■ Task prompt ■
Transcribe the material verbatim in full; the pictures do not belong in the copy.

■ Records for the exercise ■

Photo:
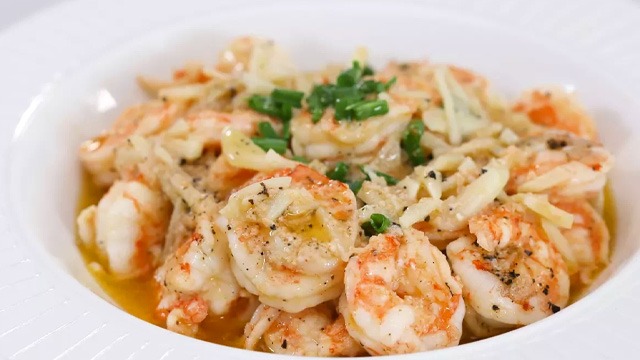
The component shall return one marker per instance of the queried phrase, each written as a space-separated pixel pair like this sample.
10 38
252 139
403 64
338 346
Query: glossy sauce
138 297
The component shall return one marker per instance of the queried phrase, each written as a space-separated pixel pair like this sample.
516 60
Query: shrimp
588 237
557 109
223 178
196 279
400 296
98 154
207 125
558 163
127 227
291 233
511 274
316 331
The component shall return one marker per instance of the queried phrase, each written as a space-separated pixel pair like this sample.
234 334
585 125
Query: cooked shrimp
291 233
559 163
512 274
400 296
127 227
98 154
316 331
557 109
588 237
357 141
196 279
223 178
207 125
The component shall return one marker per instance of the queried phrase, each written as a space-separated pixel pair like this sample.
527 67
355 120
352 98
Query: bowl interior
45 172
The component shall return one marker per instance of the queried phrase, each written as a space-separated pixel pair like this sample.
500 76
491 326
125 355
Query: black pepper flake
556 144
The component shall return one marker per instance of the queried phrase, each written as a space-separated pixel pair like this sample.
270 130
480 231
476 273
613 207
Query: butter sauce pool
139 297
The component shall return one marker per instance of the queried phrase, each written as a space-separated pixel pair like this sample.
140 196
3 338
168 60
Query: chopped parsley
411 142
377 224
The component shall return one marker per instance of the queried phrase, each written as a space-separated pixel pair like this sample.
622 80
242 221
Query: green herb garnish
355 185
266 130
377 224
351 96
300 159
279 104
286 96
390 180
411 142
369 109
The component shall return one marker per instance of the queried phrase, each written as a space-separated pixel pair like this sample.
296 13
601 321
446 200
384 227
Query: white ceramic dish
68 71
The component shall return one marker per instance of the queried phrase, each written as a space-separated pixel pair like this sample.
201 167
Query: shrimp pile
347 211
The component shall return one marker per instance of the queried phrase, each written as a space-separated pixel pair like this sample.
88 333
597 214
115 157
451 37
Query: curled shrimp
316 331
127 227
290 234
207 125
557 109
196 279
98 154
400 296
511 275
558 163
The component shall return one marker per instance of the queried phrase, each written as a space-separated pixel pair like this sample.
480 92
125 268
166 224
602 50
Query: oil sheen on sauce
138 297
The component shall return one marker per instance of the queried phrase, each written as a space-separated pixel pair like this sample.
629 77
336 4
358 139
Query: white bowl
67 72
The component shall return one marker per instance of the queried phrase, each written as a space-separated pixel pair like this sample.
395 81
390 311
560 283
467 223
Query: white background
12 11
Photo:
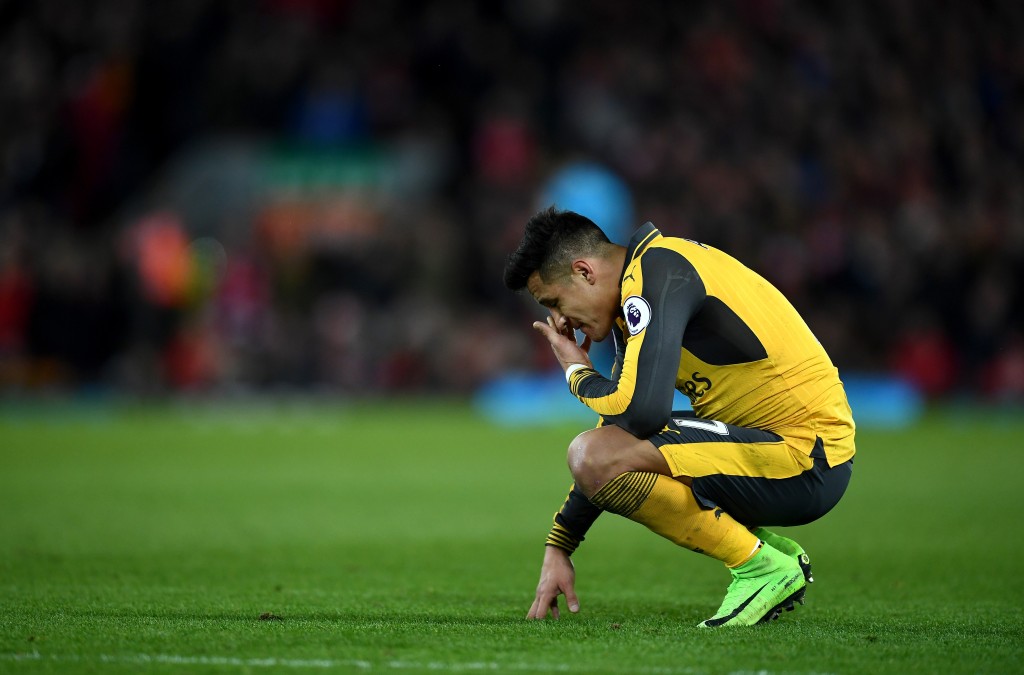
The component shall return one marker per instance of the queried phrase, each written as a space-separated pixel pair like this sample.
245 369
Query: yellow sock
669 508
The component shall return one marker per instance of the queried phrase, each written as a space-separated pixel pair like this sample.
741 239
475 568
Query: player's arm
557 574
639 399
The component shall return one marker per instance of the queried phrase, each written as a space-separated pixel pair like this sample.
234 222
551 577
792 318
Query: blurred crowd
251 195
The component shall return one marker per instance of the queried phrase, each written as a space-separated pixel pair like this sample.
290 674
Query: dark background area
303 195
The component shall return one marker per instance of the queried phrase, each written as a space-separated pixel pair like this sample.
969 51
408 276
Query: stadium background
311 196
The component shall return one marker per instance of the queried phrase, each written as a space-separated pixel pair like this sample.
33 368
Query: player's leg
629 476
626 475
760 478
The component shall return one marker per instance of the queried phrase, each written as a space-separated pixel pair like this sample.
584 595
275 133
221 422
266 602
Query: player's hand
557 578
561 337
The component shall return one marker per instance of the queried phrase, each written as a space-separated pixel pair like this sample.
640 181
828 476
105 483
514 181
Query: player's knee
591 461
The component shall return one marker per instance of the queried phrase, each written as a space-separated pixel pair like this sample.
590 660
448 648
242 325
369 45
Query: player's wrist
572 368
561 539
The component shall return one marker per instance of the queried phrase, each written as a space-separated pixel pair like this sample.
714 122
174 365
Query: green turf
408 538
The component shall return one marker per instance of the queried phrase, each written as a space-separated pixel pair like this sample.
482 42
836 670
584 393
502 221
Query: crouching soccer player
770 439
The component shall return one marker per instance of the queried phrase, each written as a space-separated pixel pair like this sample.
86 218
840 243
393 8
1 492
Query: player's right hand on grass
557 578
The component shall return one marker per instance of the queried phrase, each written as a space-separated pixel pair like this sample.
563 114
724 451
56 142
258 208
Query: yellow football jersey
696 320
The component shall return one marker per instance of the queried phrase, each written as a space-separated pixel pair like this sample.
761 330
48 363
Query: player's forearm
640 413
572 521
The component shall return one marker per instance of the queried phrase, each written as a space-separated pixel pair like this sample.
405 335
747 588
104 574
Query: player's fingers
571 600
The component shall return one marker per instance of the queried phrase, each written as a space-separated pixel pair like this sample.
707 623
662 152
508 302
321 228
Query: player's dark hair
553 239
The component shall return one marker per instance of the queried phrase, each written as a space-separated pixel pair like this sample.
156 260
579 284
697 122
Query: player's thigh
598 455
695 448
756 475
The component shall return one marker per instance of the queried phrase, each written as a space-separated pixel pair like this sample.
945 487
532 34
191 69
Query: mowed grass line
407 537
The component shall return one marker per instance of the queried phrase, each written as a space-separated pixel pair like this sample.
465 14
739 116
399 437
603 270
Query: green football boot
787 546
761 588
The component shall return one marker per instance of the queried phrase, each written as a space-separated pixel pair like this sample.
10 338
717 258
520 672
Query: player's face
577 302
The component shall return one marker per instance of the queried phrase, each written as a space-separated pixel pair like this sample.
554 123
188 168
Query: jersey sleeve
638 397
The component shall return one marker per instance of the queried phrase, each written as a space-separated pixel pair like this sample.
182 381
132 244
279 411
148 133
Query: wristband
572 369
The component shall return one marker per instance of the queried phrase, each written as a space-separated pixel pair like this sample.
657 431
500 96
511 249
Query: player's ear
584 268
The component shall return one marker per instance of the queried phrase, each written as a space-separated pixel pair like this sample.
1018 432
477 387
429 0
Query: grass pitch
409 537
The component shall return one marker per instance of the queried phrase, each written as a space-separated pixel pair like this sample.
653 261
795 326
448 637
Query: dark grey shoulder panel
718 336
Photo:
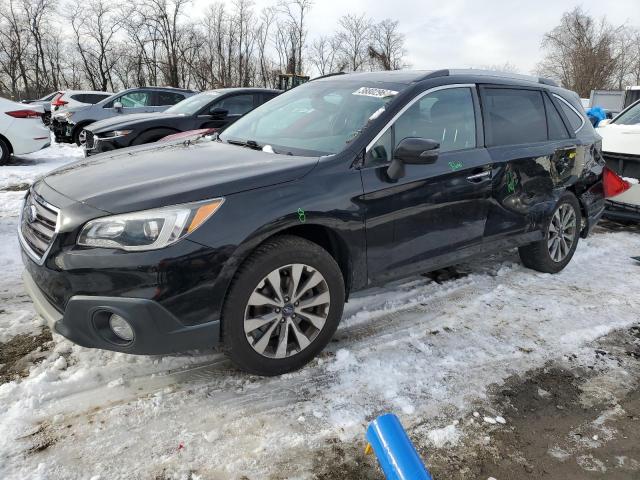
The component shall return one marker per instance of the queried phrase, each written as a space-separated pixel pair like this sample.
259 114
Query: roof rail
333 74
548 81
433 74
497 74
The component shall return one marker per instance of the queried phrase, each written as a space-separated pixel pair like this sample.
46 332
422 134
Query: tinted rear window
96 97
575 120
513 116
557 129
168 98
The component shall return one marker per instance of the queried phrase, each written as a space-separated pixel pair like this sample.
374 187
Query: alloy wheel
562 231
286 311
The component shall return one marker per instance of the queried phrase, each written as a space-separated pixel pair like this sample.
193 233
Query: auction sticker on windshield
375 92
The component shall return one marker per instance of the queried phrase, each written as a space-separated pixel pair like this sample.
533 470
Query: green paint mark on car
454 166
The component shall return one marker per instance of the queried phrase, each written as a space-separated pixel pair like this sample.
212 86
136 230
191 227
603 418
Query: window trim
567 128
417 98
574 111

■ Task answer ■
Photo:
The component shall return one marker per instance of the queried phrase, each written as a space-separated pixel pair like this sample.
10 38
252 139
403 64
338 346
Query: glossy sauce
138 297
The component shall return one marker per instance of the queried phrase, each written as a space-separated pixel pair like this sample.
516 60
Query: shrimp
588 237
557 109
223 178
196 279
400 296
98 154
207 125
558 163
127 227
291 233
511 274
316 331
The component shall return one marker per instance of the queried phrase, each written as a space-separated pixel pair like this sample.
234 334
585 125
Query: cooked shrimp
291 233
559 163
512 274
400 296
127 227
98 154
316 331
557 109
588 237
357 141
196 279
223 178
207 125
The component shall return one marker per instance of the queried phrase, each written as a space-separated pixel pair like this sample.
527 67
355 120
352 98
Query: bowl interior
45 172
The component shall return one marker per instance of the queried phrase, each written as a space-separated pixel pair like this sample.
500 76
491 326
125 355
Query: black pepper flake
556 144
The component shall return one marker per instance of the queried phrase, each written as a space-separated pixel pair like this sample.
270 130
480 231
476 273
613 207
Query: butter sauce pool
139 297
The component shall return one marker per instance of the queried phrase, each written as a space-separated pixel pair like this sample.
140 196
3 338
168 60
Query: chopped parsley
411 142
377 224
The component shall return one marker per instance of the queried phrase, each written as a space-separated pixel pair like this sample.
622 80
242 221
Query: green herb garnish
355 185
266 130
377 224
351 96
300 159
279 104
286 96
390 180
411 142
369 109
The component shall return one marker per instance of the queried phrase, each written as a space-separated pixel pair like this sample.
296 13
601 321
446 200
384 227
Query: white ceramic dish
68 71
The component shall return one marker per instance of the queried phrase, each written as a space-separated pixel pair like this sample.
201 167
Query: shrimp pile
347 211
The component shall return one marker per instance of the queried phrase, each written as a space-separated pixel pair like this sample.
88 333
597 214
115 157
451 37
Query: curled shrimp
316 331
127 227
290 234
207 125
557 109
196 279
98 154
400 296
511 275
558 163
The component shall return one marker per instance of the queried phrase, each written as a space-separated pixel pair like this sample.
480 92
125 268
166 224
602 50
Query: oil sheen on sauce
138 297
The component shall return one marker per instance of the queried phrase, each written as a space-separated pixel pair like this sample.
629 77
336 4
358 139
Query: white bowl
67 72
The component shall return one marker per instance of the queried phrase, each written as a space-separated pixel pair like this sample.
395 81
390 311
560 283
467 223
Query: white background
12 11
Photo:
The component shall return one marker per instance of the queried phrase, each written as a space-separated pixel pair like this sample.
245 369
Query: yellow sock
669 508
The component shall return one marker per instance of the queried phrase, each written as a space-separated pixel pair like this sample.
741 239
475 568
Query: player's arm
557 574
639 399
The component shall return one marker per instance of the queried phrase, each written as a space-separated pixel pair like this sample.
234 222
551 577
792 318
Query: blurred crowd
251 195
The component shall return one marker per instance of the queried phrase, each written as a space-separated pixel pair like this sample.
290 674
Query: dark background area
303 195
The component shall return one marker per instance of the queried phrase, each written as a space-separated pixel pair like this sample.
969 51
408 276
Query: stadium background
311 196
The component shall return one marker per instance of the queried phrase, each written as a space-separated pixel pair like this sample.
33 368
Query: player's leg
629 476
626 475
760 478
The component shall return one marker per instance of the queried phrase, each written as a space-separated pixel pair like this sample.
584 595
275 133
221 422
266 602
Query: player's hand
557 578
561 337
The component shall return one marker per instance of the queried phrase, each written as a space-separated pixel pair like this sample.
640 181
828 476
105 483
514 181
Query: player's knee
591 461
The component shall return one marker per instance of the queried phrase, each written as a space-separated pixel pair like this sample.
590 660
448 648
242 325
369 45
Query: player's wrist
572 368
561 539
The component shall return one marker per instance of the queried phrase, each written as a space-separated pixel pair like this sample.
714 122
174 365
Query: green turf
408 538
The component shall return one marker per instance of the queried phrase, each written as a space-separated pixel pair like this sample.
482 42
836 670
584 393
502 221
Query: crouching soccer player
770 439
The component shall return one marker per instance of the queried phrase, each written as a space-separated pixel pair like this sample.
86 218
840 243
393 8
1 492
Query: player's right hand on grass
557 578
The component shall return one marker per instance of the queried phrase, each written as a space-separated pixel pair like this sample.
563 114
724 451
56 142
258 208
Query: yellow football jersey
696 320
The component shall return one marker per instance of the queried phrase, each written as a space-separated pixel pair like this sample.
761 330
48 363
Query: player's forearm
640 413
572 521
The component shall return one marker per instance of the queried phrase, each written as a space-separated pixel pair like this sample.
405 335
747 588
104 574
Query: player's fingers
571 600
The component shall return one marker per instance of the queried phrase, each written as a space-separated pixel pair like this sample.
707 623
662 152
508 302
321 228
Query: player's dark hair
553 239
The component shall return one marker per instance of the queried phrase, each written as a space-separated pixel pair like this sample.
156 260
579 284
697 122
Query: player's thigh
598 455
695 448
756 475
The component shall return one marker per instance of the queried phrase, each written as a space-separated pixel pair like this sample.
945 487
532 34
191 69
Query: mowed grass line
407 537
The component shall return one marker per instance of the queried phrase, each written as a space-separated pixel pair like this sample.
465 14
739 116
399 437
603 270
Query: green football boot
787 546
761 588
The component shall return one marker per instance of the queried phrase, each written as a space-separated pixel pair like this sample.
10 338
717 258
520 672
Query: player's face
577 302
The component shall return one marker per instance of the queried phrase, each written as a space-separated pixel pair like this sample.
554 123
188 168
Query: jersey sleeve
638 397
The component shall return one marker per instance of the queried phrase, each written as a space-separated pixel pair like this sample.
182 381
132 244
279 411
148 133
Query: wristband
572 369
The component shall return one marker per instance of the queried phrase, each written as a space-separated pixel pair like this sample.
657 431
500 96
511 249
Query: player's ear
584 268
The component shall return one marker per instance of the queried phrase, each written as a space-separated pixel pair like this sample.
1018 432
477 387
429 0
Query: grass pitch
409 537
The component shall return one marker per instance of the queried phrase, each written as a space-separated pixel pair like this sample.
653 261
795 326
448 637
Query: dark grey shoulder panel
718 336
Photo:
The component shall return one marker per instance of the queried phrase, each written as a space-separated pixel pair like this sample.
259 114
Query: roof rail
333 74
548 81
433 74
497 74
The component shall return one marker per instance of the queried phrase, each written as a space-separated pixel pair like this sample.
46 332
422 134
Query: tinted rear window
96 97
575 120
513 116
557 129
168 98
The component shall return one marker per instance of the queried phrase, each written as a space-separated pixel pair like this sample.
374 187
Query: alloy wheel
562 231
286 311
The component shall return one marker per instance of the queried phrase, each written as a space-separated pixel pair like this sample.
193 233
Query: auction sticker on windshield
375 92
The component shall return one marker per instance of the queried phrase, each written as a space-separated pixel pair like this sample.
533 470
Query: green paint mark on car
454 166
The component shall return one marker per instance of the queried phrase, each written as a space-separated pixel pair like this sample.
212 86
136 230
191 227
603 418
Query: window trim
567 128
417 98
574 111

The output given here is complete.